**Document passage**
════════════════════

[R-meta] Meta-Analysis using different correlation coefficients

Tue Feb 8 13:37:07 CET 2022

Hello,

We are currently conducting a meta-analysis based on correlation coefficients.
We have received a huge amount of raw datasets, so that we are able to calculate effect sizes/correlations coefficients on our own for many datasets, and  we have other correlations extracted from the original pubs. Therefore I have a couple of questions:

1. If one variable is dichotomous and the other variable is continuous but not normally distributed, what kind of coefficient should be calculated? We’d go for point-biserial if the variable is naturally dichotomous (not artificially dichotomized), and for biserial correlation if the dichotomous variable was artificially dichotomized, but are worried that both require normal distribution of the continuous variable? 

2. We are wondering how to best integrate person’s product moment correlation coefficients (both continuous, normally distributed variables), (point-) biserial correlation coefficients (for 1 (artificial) dichotomous and 1 continuous variable) and spearman rang correlation coefficients (for non-parametric, both continuous variables) in one meta-analysis? Just use the raw values? Or is it better to transform them in a homogenous way (I’ve read Fisher’s z makes less sense for anything else than Pearson’s r as a variance-stabilizing procedure?)? Can spearman rho be converted using fisher’s z transformation? I’ve also read that it is not advisable to include product-moment correlation and point-biserial correlation in one meta-analysis, is there a way to convert the point-biserial correlation to something that can be integrated with Pearson’s r and Spearman’s rho?

════════════════════

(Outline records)
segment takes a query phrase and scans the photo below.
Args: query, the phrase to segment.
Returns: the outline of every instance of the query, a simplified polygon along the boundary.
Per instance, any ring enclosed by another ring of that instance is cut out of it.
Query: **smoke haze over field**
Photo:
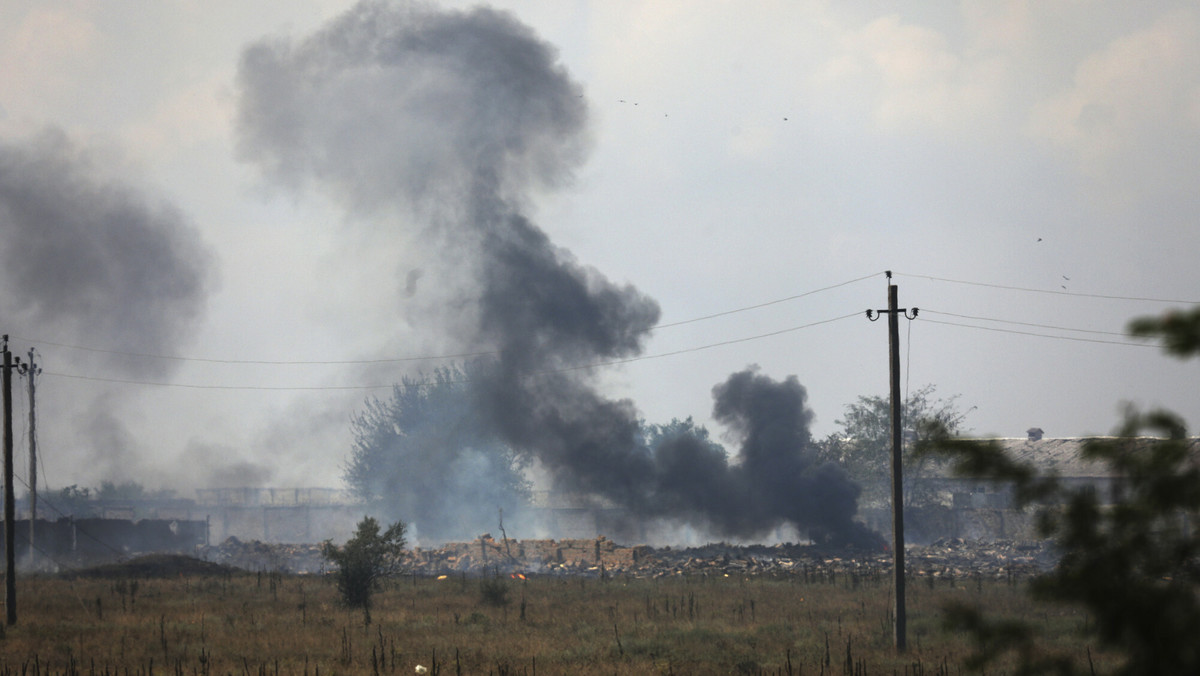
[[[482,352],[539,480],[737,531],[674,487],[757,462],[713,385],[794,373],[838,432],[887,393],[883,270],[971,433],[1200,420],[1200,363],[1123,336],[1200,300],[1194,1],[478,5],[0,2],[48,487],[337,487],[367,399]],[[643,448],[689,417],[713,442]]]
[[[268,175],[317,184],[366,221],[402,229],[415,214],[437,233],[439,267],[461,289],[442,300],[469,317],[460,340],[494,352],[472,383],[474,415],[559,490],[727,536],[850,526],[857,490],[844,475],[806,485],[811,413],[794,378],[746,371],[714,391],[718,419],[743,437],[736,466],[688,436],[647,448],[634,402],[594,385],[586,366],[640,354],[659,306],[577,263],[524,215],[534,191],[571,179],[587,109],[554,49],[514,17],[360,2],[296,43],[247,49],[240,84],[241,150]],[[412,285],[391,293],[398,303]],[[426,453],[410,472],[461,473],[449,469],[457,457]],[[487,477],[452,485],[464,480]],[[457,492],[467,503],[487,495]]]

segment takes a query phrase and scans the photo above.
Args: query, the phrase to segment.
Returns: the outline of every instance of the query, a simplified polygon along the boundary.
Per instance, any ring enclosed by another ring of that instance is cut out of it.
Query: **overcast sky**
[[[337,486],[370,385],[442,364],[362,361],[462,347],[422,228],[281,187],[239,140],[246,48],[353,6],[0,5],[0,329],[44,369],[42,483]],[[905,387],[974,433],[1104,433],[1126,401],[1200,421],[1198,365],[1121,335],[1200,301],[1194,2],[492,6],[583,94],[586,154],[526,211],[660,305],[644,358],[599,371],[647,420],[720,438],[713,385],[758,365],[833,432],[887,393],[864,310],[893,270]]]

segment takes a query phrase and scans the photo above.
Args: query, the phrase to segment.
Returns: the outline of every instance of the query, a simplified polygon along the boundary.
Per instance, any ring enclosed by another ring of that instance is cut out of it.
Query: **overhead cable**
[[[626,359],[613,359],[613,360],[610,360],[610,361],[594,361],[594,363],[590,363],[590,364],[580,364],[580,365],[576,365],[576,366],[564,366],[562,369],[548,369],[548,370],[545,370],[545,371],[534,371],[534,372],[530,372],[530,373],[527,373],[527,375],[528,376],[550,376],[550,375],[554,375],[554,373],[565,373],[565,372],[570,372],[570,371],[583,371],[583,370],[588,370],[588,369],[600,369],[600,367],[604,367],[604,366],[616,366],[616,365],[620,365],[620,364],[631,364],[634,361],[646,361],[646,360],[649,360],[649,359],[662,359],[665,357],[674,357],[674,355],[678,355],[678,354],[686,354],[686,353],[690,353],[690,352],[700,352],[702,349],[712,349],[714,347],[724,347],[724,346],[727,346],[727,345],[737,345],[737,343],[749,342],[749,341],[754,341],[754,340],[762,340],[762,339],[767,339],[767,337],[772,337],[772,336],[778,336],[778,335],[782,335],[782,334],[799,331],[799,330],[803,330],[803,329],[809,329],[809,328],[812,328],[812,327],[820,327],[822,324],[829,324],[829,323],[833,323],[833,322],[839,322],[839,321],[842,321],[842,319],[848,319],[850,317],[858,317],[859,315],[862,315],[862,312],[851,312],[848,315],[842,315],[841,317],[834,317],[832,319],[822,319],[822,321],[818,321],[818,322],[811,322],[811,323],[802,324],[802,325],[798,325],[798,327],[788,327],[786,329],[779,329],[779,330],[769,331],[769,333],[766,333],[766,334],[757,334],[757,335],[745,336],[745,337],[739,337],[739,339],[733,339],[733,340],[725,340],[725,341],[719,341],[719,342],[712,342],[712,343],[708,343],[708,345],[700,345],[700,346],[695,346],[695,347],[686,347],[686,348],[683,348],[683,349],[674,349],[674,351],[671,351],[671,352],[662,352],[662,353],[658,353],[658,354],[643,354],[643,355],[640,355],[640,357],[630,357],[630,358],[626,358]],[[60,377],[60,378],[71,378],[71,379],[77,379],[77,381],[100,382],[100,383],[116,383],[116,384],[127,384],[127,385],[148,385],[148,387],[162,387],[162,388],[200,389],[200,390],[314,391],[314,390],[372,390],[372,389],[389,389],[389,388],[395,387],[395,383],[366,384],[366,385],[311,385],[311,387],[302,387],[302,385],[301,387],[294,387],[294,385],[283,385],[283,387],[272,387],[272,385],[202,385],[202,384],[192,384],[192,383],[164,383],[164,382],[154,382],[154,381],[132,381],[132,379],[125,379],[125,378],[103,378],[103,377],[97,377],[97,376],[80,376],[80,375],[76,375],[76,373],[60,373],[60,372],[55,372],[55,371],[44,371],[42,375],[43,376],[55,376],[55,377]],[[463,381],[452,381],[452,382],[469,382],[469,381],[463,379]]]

════════════════════

Print the passage of the meta-analysis post between "Tue Feb 8 13:37:07" and "the continuous variable?", inclusive, word for word.

**Task solution**
Tue Feb 8 13:37:07 CET 2022

Hello,

We are currently conducting a meta-analysis based on correlation coefficients.
We have received a huge amount of raw datasets, so that we are able to calculate effect sizes/correlations coefficients on our own for many datasets, and  we have other correlations extracted from the original pubs. Therefore I have a couple of questions:

1. If one variable is dichotomous and the other variable is continuous but not normally distributed, what kind of coefficient should be calculated? We’d go for point-biserial if the variable is naturally dichotomous (not artificially dichotomized), and for biserial correlation if the dichotomous variable was artificially dichotomized, but are worried that both require normal distribution of the continuous variable?